EXTRACTED TEXT:
====================
It is not disputed that the Bank entered into an arrangement with the 2nd respondent whereby the latter would be availed term loan facilities, or other financial accommodation for an amount that was not to exceed Kshs. 40,000,000/=. From the letter of offer dated 26th January 1998, which was in response to the 2nd respondent’s application dated 12th January 1998, the facility was supposed to be for a period of 48 months.

In consideration of the said term loan facility, the appellant, 3rd and 4th respondents, who were directors of the 2nd respondent, each signed a Guarantee and Indemnity binding themselves

to pay and satisfy the Bank on demand, of all present, future and/or contingent liabilities of the Principal to the Bank, whether on account of moneys, advanced bills of exchange, promissory notes, guarantees/indemnities, interest, commission, banking charges, and whether incurred by the bank in connection therewith and so that as against the Guarantor, interest shall be deemed to continue to accrue ....PROVIDED THAT the total amount recoverable under this Guarantee shall not exceed the Guarantee maximum sum of Ksh 40,000,000”.

Apparently, there was no problem with the first facility and the same was settled, even earlier than within the 48 months provided for in the Guarantee and Indemnity.

It was the appellant’s case that indeed, by February 2002, the facility had been settled in full and the loan account was even in credit of Ksh ten million. The problem arose (and that is the bone of contention) because after the said facility was exhausted and fully settled, there was no discharge of the guarantors.

The 2nd respondent nonetheless went ahead and applied for another facility, this time referred to as a “cheque discounting facility”. There was exchange of several correspondences on that subject which culminated in the 1st respondent’s letter to the 2nd respondent, which we find necessary to reproduce hereunder verbatim.

MAIN OFFICE

8th July 2002

OUR REF: CB/OD/2051/86

Samcon Ltd.,

P. O. Box 273,

NAKURU. Attn: Mr. P. S. Bhogal

Dear Sir,

CHEQUE DISCOUNTING FACILITY LIMIT KSHS.40.0 MILLION

We refer to your letter No. GSB/jwn/2558/2002 dated 4th July 2002 regarding the captioned subject.

We request you to furnish the following to facilitate in taking decision:

- Copies of audited financials as at 31.01.2001 and 31.01.2002 together with latest available management accounts;

- Copies of last annual returns filed with Registrar of Companies along with receipt thereof;

Details of the drawee banks of the various cheques to be discounted; Please complete the attached form for the fresh cheque discounting facility and thereafter return to us for necessary action.

As regard during the last meeting held in our office on 3rd July 2002, attended by your Director we advise as follows;

- Pending putting in place of regular cheque discounting facility, cheques will be discounted on ad hoc basis on merits.

- Interest to be levied at Base + 3% pa.

- Cheques will be discounted with recourse to yourselves.
====================
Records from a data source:
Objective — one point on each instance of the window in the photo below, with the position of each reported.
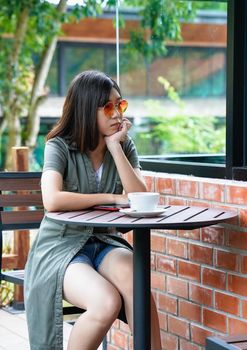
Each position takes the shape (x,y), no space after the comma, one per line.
(187,106)
(181,97)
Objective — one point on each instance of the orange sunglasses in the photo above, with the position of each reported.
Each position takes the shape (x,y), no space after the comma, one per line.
(110,107)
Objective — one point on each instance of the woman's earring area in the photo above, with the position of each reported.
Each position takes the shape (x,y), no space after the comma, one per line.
(109,108)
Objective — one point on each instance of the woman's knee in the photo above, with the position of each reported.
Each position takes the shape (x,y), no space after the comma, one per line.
(106,308)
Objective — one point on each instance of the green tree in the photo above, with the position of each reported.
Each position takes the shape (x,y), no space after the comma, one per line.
(28,35)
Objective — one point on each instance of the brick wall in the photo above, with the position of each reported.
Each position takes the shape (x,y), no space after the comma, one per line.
(199,277)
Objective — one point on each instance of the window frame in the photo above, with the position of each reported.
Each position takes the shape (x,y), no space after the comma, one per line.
(235,166)
(236,99)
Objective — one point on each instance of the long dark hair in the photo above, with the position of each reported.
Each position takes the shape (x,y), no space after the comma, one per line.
(88,91)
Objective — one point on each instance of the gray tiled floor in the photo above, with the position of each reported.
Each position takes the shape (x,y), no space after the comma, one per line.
(13,332)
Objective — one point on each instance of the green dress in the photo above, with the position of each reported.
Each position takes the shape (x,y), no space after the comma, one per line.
(56,244)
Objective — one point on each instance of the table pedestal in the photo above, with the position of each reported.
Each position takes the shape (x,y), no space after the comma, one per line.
(142,285)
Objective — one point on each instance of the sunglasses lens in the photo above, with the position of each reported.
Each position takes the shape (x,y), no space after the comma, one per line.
(122,106)
(109,109)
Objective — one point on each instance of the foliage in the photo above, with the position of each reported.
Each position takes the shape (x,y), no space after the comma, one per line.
(28,34)
(180,134)
(166,134)
(160,21)
(211,5)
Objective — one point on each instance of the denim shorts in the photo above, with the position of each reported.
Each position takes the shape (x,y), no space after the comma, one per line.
(93,253)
====================
TASK:
Finish out the next part of the court judgment on the loan guarantee, picking up after its last sentence. Nothing in the rows is needed here.

ANSWER TO THE EXERCISE:
Yours faithfully,

For. FINA BANK LTD

F.R. KINYANJUI V. M. SHANBHAG

Snr. Relatioship Manager Managing Director

In this letter, the Bank requested to be provided with all the documents that it required from the appellant and 2nd and 3rd respondents, to enable it determine whether the facility requested for would be availed to the 2nd respondent. From the tone and purport of the letter, it is evident that it contained fresh requirements. This is the position taken by the appellant. It was clear that this was a totally different transaction, which had no bearing whatsoever on the earlier “Term Loan” which had already been settled. According to this letter “pending the formalisation of the discounting facility, cheques would be discounted on ad hoc basis on merit”.

The above letter was followed by the letter of offer dated 1st August 2002. Although apparently, there was no formal acceptance of the letter of offer referred to above, and no fresh guarantees were offered, it is not disputed that both sides proceeded with business as usual. Postdated cheques were presented to the Bank by the 2nd respondent and they were discounted as agreed. We can only assume or surmise that each transaction was considered individually, on ad hoc basis, and on merit as stated in the letter we have reproduced above.

The Bank did not however, let up on requesting for the documents it deemed necessary to enable it formalise the agreement. A case in point is the letter dated 3rd

September 2002 and the reminder thereafter dated 17th October 2002, whose contents were actually similar.

In these letters, the Bank was requesting for the following documents duly signed and executed:-

“(i) Offer letter dated 1st August 2002 for Bill discounting facilities for Ksh 40 million.

Individual guarantees for Ksh 40 million by each director of the company (names given).

Credit agreement for Ksh 40 million to be executed by the company under the common seal.

Board Resolution pertaining to the borrowing.”

The above documents were supposed to be forwarded to the Bank by 31st October 2002. This was not done and so the parties continued transacting on ad hoc basis as proposed in the letter of 8th July 2002, (reproduced above).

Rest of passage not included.